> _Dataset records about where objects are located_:
+++++

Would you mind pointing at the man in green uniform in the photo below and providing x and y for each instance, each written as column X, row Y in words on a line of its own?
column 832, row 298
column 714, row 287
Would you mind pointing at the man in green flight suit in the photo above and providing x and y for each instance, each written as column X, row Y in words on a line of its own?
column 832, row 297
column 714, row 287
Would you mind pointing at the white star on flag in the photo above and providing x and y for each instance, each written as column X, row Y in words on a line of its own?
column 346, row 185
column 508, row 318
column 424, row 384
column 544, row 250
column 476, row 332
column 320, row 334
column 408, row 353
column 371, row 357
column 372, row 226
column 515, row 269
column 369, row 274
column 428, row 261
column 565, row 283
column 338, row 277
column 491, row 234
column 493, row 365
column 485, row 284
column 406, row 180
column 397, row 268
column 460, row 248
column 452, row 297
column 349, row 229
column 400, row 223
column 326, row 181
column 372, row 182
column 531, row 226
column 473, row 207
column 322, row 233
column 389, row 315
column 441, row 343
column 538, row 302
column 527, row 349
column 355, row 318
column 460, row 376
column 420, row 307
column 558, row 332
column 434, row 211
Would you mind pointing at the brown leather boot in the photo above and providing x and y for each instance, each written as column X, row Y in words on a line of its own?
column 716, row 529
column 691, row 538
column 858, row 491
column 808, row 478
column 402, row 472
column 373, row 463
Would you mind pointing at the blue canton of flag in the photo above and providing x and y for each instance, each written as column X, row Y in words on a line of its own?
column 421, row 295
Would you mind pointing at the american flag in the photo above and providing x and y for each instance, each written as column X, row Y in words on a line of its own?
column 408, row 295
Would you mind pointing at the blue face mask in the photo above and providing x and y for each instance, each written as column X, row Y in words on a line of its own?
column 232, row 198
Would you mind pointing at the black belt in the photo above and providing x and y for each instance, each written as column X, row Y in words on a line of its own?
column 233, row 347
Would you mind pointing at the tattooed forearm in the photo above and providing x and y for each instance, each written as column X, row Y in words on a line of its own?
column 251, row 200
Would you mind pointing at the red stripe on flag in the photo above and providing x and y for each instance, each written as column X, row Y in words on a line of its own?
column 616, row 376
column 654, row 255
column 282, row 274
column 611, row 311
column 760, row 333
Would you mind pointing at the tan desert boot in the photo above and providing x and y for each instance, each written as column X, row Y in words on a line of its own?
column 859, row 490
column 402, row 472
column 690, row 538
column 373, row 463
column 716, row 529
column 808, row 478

+++++

> _Aim_: Copy out every line of the listing above word for word, from beginning to end.

> _Response_:
Would you mind pointing at the man in green uniform in the photo below and providing x and y for each instance, each written as column X, row Y in words on a line of its own?
column 832, row 298
column 714, row 287
Would you mind pointing at the man in green flight suit in the photo above and providing x and y for each instance, each written as column X, row Y in words on a line of its own?
column 832, row 297
column 714, row 287
Would you mind pointing at the white star on flag in the photo above and providing x and y for each instance, each written as column X, row Y in words on a line of its own?
column 346, row 185
column 508, row 318
column 424, row 384
column 544, row 250
column 476, row 332
column 320, row 334
column 408, row 353
column 371, row 357
column 372, row 226
column 515, row 269
column 369, row 274
column 428, row 261
column 565, row 283
column 338, row 277
column 491, row 234
column 493, row 365
column 485, row 284
column 406, row 180
column 397, row 268
column 460, row 248
column 452, row 297
column 349, row 229
column 400, row 223
column 326, row 181
column 372, row 182
column 531, row 226
column 473, row 207
column 322, row 233
column 389, row 315
column 441, row 343
column 538, row 302
column 527, row 349
column 355, row 318
column 460, row 376
column 420, row 307
column 558, row 332
column 434, row 211
Would you mind pointing at the brown leather boot in the photo above and providing x and y for each instance, each written as column X, row Y in words on a line of its own?
column 716, row 529
column 691, row 538
column 858, row 491
column 808, row 478
column 402, row 472
column 373, row 463
Would you mind pointing at the blue canton of flag in the photo above and providing x and y for each instance, each written as column X, row Y in words on a line of its own?
column 421, row 295
Would you mind pointing at the american flag in the photo above and providing x and y for each instance, each written as column X, row Y in words on a line of its own?
column 408, row 295
Would you mind pointing at the blue face mask in the photo above and providing x and y for each instance, each written as column X, row Y in words on a line of its own?
column 232, row 198
Would you mind pointing at the black belt in the photo above and providing x and y for each instance, each written as column X, row Y in words on a line of its own?
column 233, row 347
Would you mind pointing at the tattooed forearm in the photo above and providing x and y for each instance, each written as column X, row Y in words on a line of its own?
column 251, row 200
Would you mind pointing at the red stripe on flag in the photo above and providing x and y for each instance, each written as column X, row Y in words on a line of its own?
column 616, row 376
column 654, row 255
column 282, row 274
column 611, row 311
column 760, row 333
Would you mind pointing at the tan desert boot in the photo above and providing x and y for each instance, each written as column X, row Y in words on a line of its own?
column 859, row 490
column 402, row 472
column 690, row 538
column 373, row 463
column 716, row 529
column 808, row 478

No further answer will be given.